**** Passage provided
Toilet Talk
A biologist friend of mine says that when we ooh and ahh at the rapturous explosion of fall foliage, what we’re really doing is clamoring about watching trees pee and poop. My granddaughter would say, “That’s bathroom talk.” And she wouldn’t be wrong, but neither would he.
Once a year—every year-- before dropping, leaves collect the garbage. All the stuff that a tree can’t use gets channeled to its appendages into a sort of trash can to be dumped when the time and temperature are right. It’s a shedding process called abscission. Leaves hoard the crap, a layer of cells seals it off at the base, and when the leaf falls, it takes the excrement with it. Detox with a vibrant, kaleidoscope glow.
It's the natural order of things—healthy, glorious, graphic, necessary. A ridding to make room for regeneration.
********
**** Extracted entries
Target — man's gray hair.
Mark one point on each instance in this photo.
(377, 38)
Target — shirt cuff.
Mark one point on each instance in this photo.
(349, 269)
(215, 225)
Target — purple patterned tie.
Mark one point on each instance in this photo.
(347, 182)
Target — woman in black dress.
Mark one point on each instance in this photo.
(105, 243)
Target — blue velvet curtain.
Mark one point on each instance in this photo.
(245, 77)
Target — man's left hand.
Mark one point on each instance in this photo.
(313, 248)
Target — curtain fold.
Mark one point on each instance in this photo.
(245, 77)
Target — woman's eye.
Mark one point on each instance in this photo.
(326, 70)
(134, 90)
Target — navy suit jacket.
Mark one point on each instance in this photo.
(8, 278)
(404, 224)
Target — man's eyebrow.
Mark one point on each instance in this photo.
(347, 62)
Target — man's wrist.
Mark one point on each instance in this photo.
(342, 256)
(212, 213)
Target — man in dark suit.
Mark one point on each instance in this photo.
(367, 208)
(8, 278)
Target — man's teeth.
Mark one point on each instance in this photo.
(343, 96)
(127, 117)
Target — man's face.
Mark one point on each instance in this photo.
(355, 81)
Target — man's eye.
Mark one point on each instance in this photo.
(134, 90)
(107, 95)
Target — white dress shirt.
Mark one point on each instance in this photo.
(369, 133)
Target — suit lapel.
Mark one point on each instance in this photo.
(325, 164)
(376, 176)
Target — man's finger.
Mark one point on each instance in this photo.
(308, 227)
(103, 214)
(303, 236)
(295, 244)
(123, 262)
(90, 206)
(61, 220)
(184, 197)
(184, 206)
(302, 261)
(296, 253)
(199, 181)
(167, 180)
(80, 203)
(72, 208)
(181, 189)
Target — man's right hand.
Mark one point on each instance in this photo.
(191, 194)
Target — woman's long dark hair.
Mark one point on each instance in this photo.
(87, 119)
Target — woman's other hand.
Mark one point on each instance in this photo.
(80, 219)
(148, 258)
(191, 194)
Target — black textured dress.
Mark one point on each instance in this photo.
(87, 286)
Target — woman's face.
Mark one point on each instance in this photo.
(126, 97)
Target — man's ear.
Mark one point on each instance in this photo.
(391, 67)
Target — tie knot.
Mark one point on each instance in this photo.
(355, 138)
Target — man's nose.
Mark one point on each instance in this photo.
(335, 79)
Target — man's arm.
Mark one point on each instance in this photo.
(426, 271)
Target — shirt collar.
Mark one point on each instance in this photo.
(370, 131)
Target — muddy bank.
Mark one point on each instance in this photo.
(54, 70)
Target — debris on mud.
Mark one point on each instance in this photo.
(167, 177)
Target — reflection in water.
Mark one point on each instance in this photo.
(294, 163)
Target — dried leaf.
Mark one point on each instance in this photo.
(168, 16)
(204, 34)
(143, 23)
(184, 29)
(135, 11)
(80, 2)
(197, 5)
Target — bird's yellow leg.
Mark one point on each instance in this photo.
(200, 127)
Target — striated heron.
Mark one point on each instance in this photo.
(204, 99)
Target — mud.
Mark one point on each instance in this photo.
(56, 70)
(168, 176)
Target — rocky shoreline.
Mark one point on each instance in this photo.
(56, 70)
********
Aim of the task: Set down the entire "Toilet Talk" passage above, word for word, from its title to its final sentence.

Exercise result:
Toilet Talk
A biologist friend of mine says that when we ooh and ahh at the rapturous explosion of fall foliage, what we’re really doing is clamoring about watching trees pee and poop. My granddaughter would say, “That’s bathroom talk.” And she wouldn’t be wrong, but neither would he.
Once a year—every year-- before dropping, leaves collect the garbage. All the stuff that a tree can’t use gets channeled to its appendages into a sort of trash can to be dumped when the time and temperature are right. It’s a shedding process called abscission. Leaves hoard the crap, a layer of cells seals it off at the base, and when the leaf falls, it takes the excrement with it. Detox with a vibrant, kaleidoscope glow.
It's the natural order of things—healthy, glorious, graphic, necessary. A ridding to make room for regeneration.